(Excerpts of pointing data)
>> Start

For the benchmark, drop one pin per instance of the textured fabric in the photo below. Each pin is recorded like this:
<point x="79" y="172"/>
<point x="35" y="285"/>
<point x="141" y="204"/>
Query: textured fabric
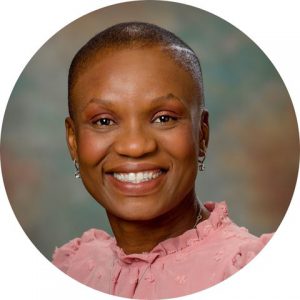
<point x="193" y="261"/>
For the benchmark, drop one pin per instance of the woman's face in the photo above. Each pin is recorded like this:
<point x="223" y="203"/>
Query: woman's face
<point x="136" y="132"/>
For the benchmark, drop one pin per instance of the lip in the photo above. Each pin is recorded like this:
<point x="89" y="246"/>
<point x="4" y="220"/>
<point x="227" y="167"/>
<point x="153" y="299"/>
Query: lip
<point x="135" y="168"/>
<point x="136" y="189"/>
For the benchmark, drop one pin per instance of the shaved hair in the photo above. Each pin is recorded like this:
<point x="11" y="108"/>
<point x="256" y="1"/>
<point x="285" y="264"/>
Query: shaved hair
<point x="133" y="35"/>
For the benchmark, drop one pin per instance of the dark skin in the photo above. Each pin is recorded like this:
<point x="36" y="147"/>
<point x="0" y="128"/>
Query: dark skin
<point x="136" y="110"/>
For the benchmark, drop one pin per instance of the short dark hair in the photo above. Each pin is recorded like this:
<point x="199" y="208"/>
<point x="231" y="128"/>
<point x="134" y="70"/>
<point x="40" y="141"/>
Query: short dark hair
<point x="136" y="35"/>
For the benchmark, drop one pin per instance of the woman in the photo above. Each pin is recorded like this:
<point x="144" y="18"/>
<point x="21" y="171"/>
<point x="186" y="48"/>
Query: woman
<point x="137" y="132"/>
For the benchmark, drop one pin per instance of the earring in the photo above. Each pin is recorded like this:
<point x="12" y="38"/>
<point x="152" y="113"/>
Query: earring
<point x="201" y="165"/>
<point x="77" y="173"/>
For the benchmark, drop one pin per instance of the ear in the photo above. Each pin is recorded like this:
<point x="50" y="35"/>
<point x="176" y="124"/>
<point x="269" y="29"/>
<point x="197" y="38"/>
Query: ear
<point x="203" y="132"/>
<point x="71" y="137"/>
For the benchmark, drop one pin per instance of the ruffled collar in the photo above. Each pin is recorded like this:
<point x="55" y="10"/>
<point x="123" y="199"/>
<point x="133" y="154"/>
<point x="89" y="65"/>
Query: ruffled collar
<point x="218" y="218"/>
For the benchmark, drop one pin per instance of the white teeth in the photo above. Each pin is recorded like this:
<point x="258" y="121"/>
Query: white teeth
<point x="137" y="177"/>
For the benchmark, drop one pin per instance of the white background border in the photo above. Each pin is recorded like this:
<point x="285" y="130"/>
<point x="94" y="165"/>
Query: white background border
<point x="26" y="25"/>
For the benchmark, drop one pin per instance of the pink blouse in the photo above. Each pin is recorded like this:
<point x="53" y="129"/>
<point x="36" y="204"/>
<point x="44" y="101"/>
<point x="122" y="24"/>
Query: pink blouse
<point x="193" y="261"/>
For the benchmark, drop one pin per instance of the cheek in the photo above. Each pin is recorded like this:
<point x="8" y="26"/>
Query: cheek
<point x="91" y="147"/>
<point x="181" y="144"/>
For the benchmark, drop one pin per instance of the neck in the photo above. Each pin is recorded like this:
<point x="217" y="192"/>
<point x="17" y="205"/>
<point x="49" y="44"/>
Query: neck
<point x="143" y="236"/>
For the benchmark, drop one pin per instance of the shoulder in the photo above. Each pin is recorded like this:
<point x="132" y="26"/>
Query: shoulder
<point x="91" y="242"/>
<point x="242" y="247"/>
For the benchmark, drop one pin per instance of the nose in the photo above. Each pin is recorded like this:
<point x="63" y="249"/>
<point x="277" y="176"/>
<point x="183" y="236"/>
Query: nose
<point x="135" y="142"/>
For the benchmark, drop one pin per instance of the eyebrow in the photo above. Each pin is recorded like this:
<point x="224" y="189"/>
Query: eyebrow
<point x="168" y="97"/>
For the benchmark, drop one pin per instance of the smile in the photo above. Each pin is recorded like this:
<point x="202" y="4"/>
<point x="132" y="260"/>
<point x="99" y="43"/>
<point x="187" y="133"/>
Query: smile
<point x="137" y="177"/>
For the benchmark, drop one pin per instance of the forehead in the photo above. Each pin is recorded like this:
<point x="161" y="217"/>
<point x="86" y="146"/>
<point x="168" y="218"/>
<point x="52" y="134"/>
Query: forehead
<point x="140" y="73"/>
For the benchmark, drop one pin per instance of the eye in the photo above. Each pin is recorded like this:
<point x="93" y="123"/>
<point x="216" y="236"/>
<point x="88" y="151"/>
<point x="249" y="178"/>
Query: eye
<point x="164" y="119"/>
<point x="104" y="122"/>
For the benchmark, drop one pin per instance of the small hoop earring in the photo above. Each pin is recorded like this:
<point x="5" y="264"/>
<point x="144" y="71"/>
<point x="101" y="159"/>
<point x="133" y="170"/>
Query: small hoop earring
<point x="201" y="165"/>
<point x="77" y="173"/>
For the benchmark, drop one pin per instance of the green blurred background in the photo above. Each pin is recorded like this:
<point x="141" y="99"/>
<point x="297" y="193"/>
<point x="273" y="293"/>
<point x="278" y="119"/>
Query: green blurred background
<point x="253" y="154"/>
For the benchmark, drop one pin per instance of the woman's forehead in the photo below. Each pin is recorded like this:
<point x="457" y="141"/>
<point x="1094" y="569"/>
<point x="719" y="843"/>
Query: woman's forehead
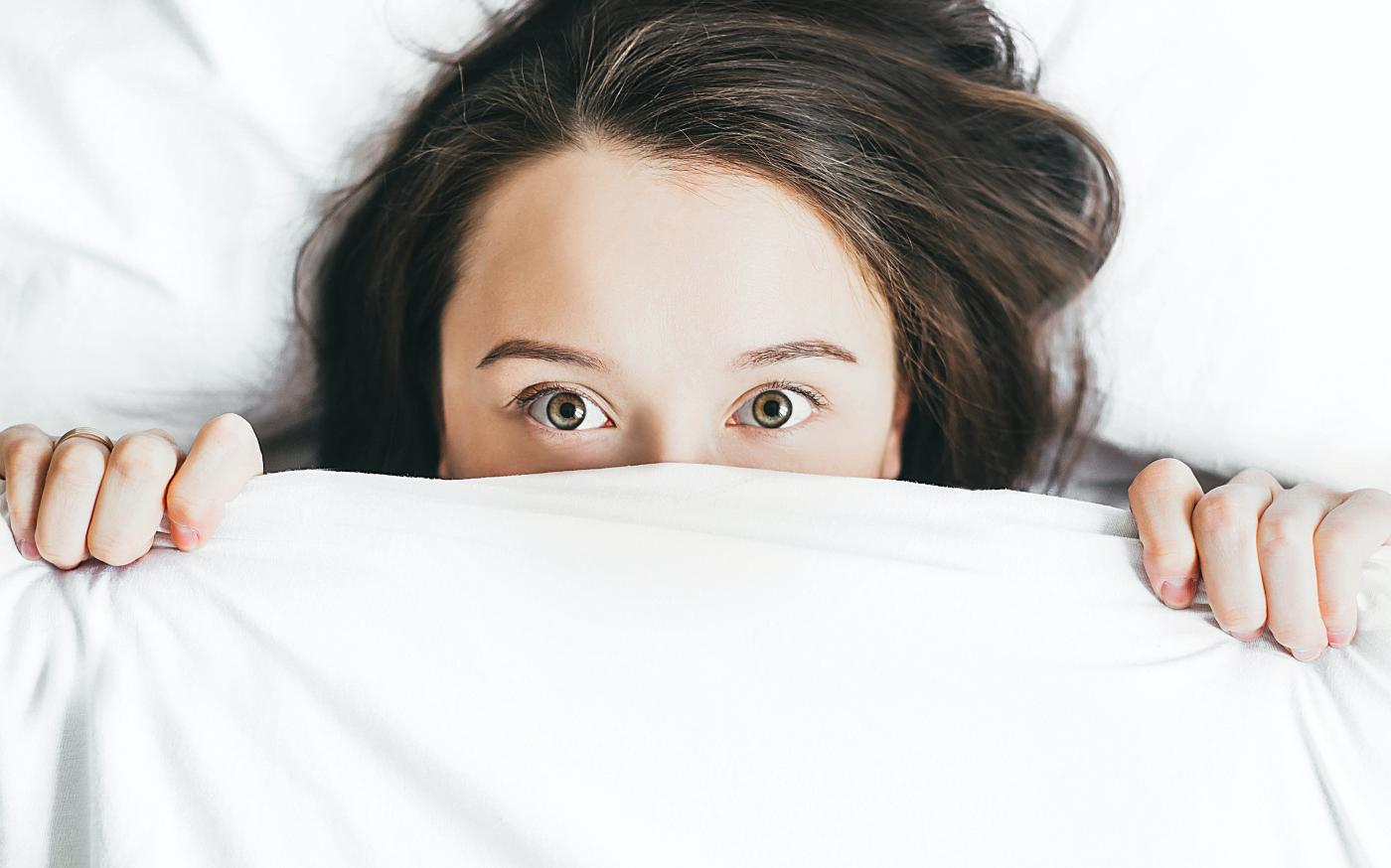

>> End

• **Goal**: Retype every line of the entries above, keeping each character as it is, but leave the pictures out of your answer.

• **Full solution**:
For the benchmark, drop one pin per instance of the textured fabric in the photo below. Each pin is recorded like this:
<point x="79" y="172"/>
<point x="35" y="285"/>
<point x="141" y="204"/>
Query: textured fabric
<point x="193" y="261"/>
For the benchmark, drop one pin per instance of the woman's face in the photo above. Each pin is recorded like this:
<point x="223" y="203"/>
Query: woman's face
<point x="136" y="132"/>
For the benchmark, drop one pin per instance of the lip in the photo above. Each pin is recorded like this:
<point x="89" y="246"/>
<point x="4" y="220"/>
<point x="227" y="167"/>
<point x="153" y="299"/>
Query: lip
<point x="135" y="168"/>
<point x="136" y="189"/>
For the benchmark, drop one pin per instance of the shaved hair in the photo above. Each pin is recorded like this:
<point x="11" y="108"/>
<point x="256" y="1"/>
<point x="285" y="264"/>
Query: shaved hair
<point x="133" y="35"/>
For the benchmark, drop one pin per instance of the dark skin in the photo above. Each pin is recorded like this:
<point x="36" y="147"/>
<point x="0" y="128"/>
Query: dark skin
<point x="136" y="110"/>
For the benchmark, drop one pin per instance of the short dark hair in the photo above. Each pin is recorded like this:
<point x="199" y="208"/>
<point x="231" y="128"/>
<point x="134" y="70"/>
<point x="40" y="141"/>
Query: short dark hair
<point x="136" y="35"/>
For the benchmark, drop one pin per instance of the woman in the photo above. Each pin is recorded like this:
<point x="144" y="18"/>
<point x="21" y="171"/>
<point x="186" y="48"/>
Query: woman
<point x="137" y="132"/>
For the benchmark, drop one pin per instance of the earring in the photo above. Each pin is recorded like this:
<point x="12" y="38"/>
<point x="152" y="113"/>
Query: earring
<point x="201" y="165"/>
<point x="77" y="173"/>
For the benchmark, drop one pin per instance of the ear in the photo above. Each pin is recorded like this:
<point x="50" y="35"/>
<point x="176" y="124"/>
<point x="269" y="29"/>
<point x="197" y="38"/>
Query: ear
<point x="203" y="132"/>
<point x="71" y="137"/>
For the benchmark, drop one pin per instance of the ruffled collar in the photo above. Each pin is recorded like this:
<point x="55" y="10"/>
<point x="123" y="199"/>
<point x="133" y="154"/>
<point x="89" y="65"/>
Query: ruffled collar
<point x="218" y="218"/>
For the benchmark, drop one pin per instance of the white teeth in the photo above. Each pin is recorded like this:
<point x="258" y="121"/>
Query: white teeth
<point x="137" y="177"/>
For the benchmark, drop one pin per instance of the white background border in the photo above. Each pin is recorded like this:
<point x="285" y="130"/>
<point x="94" y="165"/>
Query: white background border
<point x="26" y="25"/>
For the benchmark, drop one pin per instance of the pink blouse in the photo above. Each pin is recorded like this:
<point x="53" y="129"/>
<point x="36" y="204"/>
<point x="44" y="101"/>
<point x="122" y="24"/>
Query: pink blouse
<point x="193" y="261"/>
For the benchmark, drop one pin per instance of the cheek in the photo above. Each pin is recorded like this:
<point x="8" y="26"/>
Query: cheek
<point x="91" y="147"/>
<point x="181" y="144"/>
For the benchmark, drop one pin per instance of the neck in the photo above. Each pin is recorded like this:
<point x="217" y="192"/>
<point x="17" y="205"/>
<point x="49" y="44"/>
Query: neck
<point x="143" y="236"/>
For the benchmark, drop one pin per instance of the shoulder in the photo above. Each pin is recorded like this:
<point x="132" y="26"/>
Query: shoulder
<point x="91" y="242"/>
<point x="242" y="247"/>
For the benchmark, drop one pin per instance of the nose in the photo above. Each pin is recorded like this:
<point x="63" y="249"/>
<point x="277" y="176"/>
<point x="183" y="236"/>
Query: nose
<point x="135" y="142"/>
For the benchmark, drop one pin per instance of the eyebrow in the photo above. Each pin is recorded like this:
<point x="224" y="189"/>
Query: eyebrow
<point x="168" y="97"/>
For the benchmark, drop one pin per instance of the smile in the photo above. Each pin is recorded like this:
<point x="202" y="4"/>
<point x="132" y="260"/>
<point x="99" y="43"/>
<point x="187" y="133"/>
Query: smile
<point x="137" y="177"/>
For the benchmark, drop one pin per instance of the forehead in the photo above. Each pin is recorded like this:
<point x="161" y="217"/>
<point x="86" y="146"/>
<point x="168" y="218"/>
<point x="52" y="134"/>
Query: forehead
<point x="140" y="73"/>
For the benchmark, drop one pin per instance of the eye in the photo above. Each pin is recorded like this:
<point x="93" y="123"/>
<point x="216" y="236"/>
<point x="88" y="151"/>
<point x="249" y="178"/>
Query: eye
<point x="164" y="119"/>
<point x="104" y="122"/>
For the benchmark, drop one pin per instance of the small hoop earring in the photo above. Each pin is recorded like this:
<point x="5" y="264"/>
<point x="144" y="71"/>
<point x="101" y="159"/>
<point x="133" y="170"/>
Query: small hoop earring
<point x="201" y="165"/>
<point x="77" y="173"/>
For the benchmark, drop one pin per instance of the green blurred background in the photo above. Each pin is recorded like this:
<point x="141" y="99"/>
<point x="297" y="193"/>
<point x="273" y="293"/>
<point x="278" y="119"/>
Query: green blurred background
<point x="253" y="154"/>
For the benchmark, drop one pin per instance of the woman's forehead in the photo below. Each pin is recorded like this:
<point x="457" y="141"/>
<point x="1094" y="569"/>
<point x="719" y="843"/>
Query: woman's forehead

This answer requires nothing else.